* **AUFGABENSTELLUNG 1**:
Beantworte die folgenden Fragen zum extrahierten Text.
(a) In welcher Stadt ist die namhafte Speditionsgesellschaft ansässig?
(b) In welchen Sachen war die erzählende Person in ihrem Unternehmen Hauptansprechpartner?
(c) In welcher Stadt war der Container von Frau Pawlow noch nicht eingetroffen?

* **EXTRAHIERTER TEXT**:
- - - - -

Der Türke und das Biest
Ich hatte mich mal in eine Mitarbeiterin einer namhaften Hamburger Speditionsgesellschaft verguckt. Naja, sagen wir in diesem Falle lieber: verhört.
Das trifft es besser. Denn eine ungemein sympathische Stimme hatte sie. Vielleicht war dies das einzig nette an ihr, wie sich im Nachhinein herausstellte.
Doch von vorne:
In meinem Unternehmen war ich Hauptansprechpartner in Sachen Gefahrengut. Im Rahmen dieser Tätigkeit kam ich desöfteren mit der besagten Dame in telefonischem Kontakt. Und es war immer recht nett, wie man so sagt.
Zunächst ging es natürlich immer strikt ums Business: “Hallo Frau Pawlow. An einem Ihrer Container fehlen zwei Gefahrgutaufkleber. Das müssen wir dringend nachbessern. Sonst gibt es Ärger mit der Wasserschutzpolizei, das wissen sie ja.” Oder…”Hallo Frau Pawlow. Ihr Container ist noch nicht in Kiel eingetroffen. Bis wann können wir mit ihm in etwa rechnen?”

- - - - -

* **ZU VERARBEITENDE DATEN**:
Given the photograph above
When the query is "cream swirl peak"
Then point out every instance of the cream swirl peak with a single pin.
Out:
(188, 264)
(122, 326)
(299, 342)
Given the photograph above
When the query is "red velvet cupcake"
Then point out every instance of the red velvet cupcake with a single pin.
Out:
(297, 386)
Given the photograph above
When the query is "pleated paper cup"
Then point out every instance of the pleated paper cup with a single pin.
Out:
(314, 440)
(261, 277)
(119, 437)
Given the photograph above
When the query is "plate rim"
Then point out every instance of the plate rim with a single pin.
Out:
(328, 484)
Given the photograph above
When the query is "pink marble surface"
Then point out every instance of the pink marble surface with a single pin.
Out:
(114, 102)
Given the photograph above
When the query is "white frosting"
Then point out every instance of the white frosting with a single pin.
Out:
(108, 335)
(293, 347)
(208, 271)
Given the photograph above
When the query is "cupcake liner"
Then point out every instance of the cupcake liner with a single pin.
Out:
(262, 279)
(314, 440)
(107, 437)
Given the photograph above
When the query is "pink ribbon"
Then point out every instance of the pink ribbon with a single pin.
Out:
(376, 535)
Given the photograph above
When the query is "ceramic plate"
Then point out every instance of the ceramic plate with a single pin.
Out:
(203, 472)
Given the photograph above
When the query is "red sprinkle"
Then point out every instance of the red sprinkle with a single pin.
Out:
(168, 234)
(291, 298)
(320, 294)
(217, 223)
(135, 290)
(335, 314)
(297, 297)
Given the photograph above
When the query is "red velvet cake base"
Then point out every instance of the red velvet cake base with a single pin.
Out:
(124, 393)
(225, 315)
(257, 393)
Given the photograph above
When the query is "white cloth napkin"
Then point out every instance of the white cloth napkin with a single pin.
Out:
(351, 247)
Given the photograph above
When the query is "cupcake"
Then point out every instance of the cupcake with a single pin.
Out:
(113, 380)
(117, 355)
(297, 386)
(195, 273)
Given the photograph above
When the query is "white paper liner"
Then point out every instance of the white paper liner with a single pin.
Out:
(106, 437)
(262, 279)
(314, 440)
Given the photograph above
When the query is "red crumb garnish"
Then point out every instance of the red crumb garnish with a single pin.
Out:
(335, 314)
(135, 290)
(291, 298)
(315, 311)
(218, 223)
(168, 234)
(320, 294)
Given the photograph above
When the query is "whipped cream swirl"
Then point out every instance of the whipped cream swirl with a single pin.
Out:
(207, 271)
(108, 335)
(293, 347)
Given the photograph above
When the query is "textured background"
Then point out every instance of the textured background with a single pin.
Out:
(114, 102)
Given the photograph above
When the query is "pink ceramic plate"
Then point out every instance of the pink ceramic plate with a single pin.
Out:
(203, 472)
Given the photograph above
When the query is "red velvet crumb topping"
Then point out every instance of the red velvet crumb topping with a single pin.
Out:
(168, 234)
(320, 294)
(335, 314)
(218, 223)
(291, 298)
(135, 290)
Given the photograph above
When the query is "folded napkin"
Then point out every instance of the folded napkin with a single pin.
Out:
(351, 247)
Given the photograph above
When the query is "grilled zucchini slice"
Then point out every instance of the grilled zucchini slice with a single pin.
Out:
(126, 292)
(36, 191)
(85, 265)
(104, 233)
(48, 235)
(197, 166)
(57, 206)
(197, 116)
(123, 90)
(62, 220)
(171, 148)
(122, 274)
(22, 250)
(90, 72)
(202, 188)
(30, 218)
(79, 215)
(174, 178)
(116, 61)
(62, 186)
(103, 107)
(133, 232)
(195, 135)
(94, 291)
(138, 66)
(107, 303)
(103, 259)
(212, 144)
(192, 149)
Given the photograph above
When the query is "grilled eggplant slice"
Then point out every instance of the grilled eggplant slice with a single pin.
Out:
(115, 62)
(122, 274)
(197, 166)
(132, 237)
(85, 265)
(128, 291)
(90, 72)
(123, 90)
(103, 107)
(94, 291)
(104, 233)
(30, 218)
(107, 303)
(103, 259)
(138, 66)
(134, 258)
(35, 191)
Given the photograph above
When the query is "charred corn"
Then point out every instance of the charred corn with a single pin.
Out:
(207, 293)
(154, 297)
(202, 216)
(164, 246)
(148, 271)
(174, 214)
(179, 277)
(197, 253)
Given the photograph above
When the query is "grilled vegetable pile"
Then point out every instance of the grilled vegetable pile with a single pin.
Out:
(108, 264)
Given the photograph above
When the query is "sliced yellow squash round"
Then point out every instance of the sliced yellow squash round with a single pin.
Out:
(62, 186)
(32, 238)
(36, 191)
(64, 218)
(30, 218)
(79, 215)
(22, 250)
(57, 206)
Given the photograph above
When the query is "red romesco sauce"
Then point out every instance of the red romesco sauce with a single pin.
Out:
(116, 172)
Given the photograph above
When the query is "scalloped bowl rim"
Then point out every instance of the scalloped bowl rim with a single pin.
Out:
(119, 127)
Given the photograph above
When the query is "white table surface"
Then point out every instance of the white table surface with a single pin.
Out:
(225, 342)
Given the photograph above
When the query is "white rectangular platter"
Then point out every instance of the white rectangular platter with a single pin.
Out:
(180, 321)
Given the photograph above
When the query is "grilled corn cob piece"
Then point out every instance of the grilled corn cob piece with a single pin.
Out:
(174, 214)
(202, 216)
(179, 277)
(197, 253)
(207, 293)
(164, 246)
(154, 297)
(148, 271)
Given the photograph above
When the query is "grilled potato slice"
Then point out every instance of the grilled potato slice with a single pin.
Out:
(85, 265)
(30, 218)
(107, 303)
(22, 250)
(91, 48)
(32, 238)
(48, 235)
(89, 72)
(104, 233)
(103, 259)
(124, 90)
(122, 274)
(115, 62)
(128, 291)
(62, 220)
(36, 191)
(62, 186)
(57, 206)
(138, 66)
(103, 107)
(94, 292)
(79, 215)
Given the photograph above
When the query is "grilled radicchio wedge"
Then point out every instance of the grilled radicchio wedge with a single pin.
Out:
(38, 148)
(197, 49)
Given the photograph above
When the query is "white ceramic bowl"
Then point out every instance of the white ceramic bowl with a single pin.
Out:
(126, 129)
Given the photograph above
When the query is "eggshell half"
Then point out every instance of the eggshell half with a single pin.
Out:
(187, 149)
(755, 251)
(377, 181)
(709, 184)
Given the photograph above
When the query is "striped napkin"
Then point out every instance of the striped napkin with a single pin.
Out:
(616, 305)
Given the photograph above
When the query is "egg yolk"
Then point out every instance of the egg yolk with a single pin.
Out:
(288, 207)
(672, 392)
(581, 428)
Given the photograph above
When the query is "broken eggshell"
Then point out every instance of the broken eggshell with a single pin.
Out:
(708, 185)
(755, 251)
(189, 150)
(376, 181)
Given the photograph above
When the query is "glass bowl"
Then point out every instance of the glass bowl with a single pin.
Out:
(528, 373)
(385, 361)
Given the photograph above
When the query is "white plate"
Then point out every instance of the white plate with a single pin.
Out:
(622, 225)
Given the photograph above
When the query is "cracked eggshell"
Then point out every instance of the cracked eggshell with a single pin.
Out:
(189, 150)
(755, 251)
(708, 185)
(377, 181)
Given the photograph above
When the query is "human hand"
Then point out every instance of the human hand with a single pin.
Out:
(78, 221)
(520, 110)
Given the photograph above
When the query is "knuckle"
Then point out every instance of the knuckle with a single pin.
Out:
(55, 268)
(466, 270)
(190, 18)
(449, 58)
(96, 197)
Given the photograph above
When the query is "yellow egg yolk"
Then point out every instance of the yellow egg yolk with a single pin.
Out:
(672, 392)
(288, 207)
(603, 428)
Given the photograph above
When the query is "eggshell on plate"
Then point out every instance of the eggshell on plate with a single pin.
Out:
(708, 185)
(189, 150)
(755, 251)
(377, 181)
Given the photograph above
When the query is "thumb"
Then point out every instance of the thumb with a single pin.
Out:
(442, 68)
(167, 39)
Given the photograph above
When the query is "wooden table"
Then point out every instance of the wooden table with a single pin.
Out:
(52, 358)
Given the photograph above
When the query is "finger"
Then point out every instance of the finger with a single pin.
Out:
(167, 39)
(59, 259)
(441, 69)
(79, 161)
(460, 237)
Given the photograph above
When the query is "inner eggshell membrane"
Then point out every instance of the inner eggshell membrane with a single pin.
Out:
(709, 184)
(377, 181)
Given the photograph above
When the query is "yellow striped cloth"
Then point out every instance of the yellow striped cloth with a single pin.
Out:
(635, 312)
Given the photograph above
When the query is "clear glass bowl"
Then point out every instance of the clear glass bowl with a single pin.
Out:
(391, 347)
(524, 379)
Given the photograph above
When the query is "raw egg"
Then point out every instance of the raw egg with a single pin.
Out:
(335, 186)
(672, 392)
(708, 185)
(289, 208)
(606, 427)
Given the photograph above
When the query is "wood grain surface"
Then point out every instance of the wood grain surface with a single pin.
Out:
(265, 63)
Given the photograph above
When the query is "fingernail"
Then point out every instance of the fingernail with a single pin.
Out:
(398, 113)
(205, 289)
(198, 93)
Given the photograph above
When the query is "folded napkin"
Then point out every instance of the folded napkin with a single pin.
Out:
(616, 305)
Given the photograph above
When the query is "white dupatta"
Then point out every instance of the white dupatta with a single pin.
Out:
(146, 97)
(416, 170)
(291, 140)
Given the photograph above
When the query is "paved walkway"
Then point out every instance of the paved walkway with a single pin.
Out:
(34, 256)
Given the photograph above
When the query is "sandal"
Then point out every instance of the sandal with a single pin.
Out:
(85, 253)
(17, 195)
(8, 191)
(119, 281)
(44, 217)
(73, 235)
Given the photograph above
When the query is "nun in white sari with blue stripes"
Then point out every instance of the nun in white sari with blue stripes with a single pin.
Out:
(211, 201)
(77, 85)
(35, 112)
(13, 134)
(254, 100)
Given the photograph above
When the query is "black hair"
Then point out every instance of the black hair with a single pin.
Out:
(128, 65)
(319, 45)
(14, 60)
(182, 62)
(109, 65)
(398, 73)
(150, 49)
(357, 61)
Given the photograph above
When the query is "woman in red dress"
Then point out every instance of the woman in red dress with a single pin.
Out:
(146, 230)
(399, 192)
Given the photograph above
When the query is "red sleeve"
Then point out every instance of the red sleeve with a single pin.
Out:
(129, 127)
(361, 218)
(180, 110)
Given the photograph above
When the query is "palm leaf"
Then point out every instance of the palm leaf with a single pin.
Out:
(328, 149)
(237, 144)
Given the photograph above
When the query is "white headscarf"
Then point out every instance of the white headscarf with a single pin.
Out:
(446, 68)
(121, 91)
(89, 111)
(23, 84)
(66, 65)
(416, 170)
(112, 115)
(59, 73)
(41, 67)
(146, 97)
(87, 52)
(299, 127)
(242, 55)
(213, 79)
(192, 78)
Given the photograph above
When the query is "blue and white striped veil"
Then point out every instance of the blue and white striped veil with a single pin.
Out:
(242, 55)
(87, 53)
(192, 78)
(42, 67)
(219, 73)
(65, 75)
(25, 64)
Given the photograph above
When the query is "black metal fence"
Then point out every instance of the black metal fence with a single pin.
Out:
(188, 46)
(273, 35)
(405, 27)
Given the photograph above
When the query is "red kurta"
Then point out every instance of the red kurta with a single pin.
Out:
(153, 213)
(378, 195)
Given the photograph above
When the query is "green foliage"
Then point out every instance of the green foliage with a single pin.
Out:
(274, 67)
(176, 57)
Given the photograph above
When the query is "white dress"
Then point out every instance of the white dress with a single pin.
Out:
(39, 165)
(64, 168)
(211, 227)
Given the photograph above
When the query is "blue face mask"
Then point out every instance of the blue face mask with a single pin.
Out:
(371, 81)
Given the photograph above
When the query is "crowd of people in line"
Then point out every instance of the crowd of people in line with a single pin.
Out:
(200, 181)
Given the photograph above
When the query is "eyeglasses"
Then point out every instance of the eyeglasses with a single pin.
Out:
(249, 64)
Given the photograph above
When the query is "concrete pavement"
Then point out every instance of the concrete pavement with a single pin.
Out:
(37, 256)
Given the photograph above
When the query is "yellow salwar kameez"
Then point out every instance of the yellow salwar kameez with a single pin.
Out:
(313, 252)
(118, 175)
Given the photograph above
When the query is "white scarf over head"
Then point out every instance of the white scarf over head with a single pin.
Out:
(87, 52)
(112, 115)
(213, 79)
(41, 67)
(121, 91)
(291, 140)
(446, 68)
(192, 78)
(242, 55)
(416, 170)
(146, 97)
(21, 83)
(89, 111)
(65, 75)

- - - - -

* **AUFGABENSTELLUNG 2**:
Zähle die Zeilen der Auflistung, in denen die Zeichenfolge "half" vorkommt, und gib nur die Zahl an. Dabei ist auf Groß- und Kleinschreibung zu achten.

* **ERGEBNIS 1**:
(a) Hamburg
(b) Gefahrengut
(c) Kiel

* **ERGEBNIS 2**:
2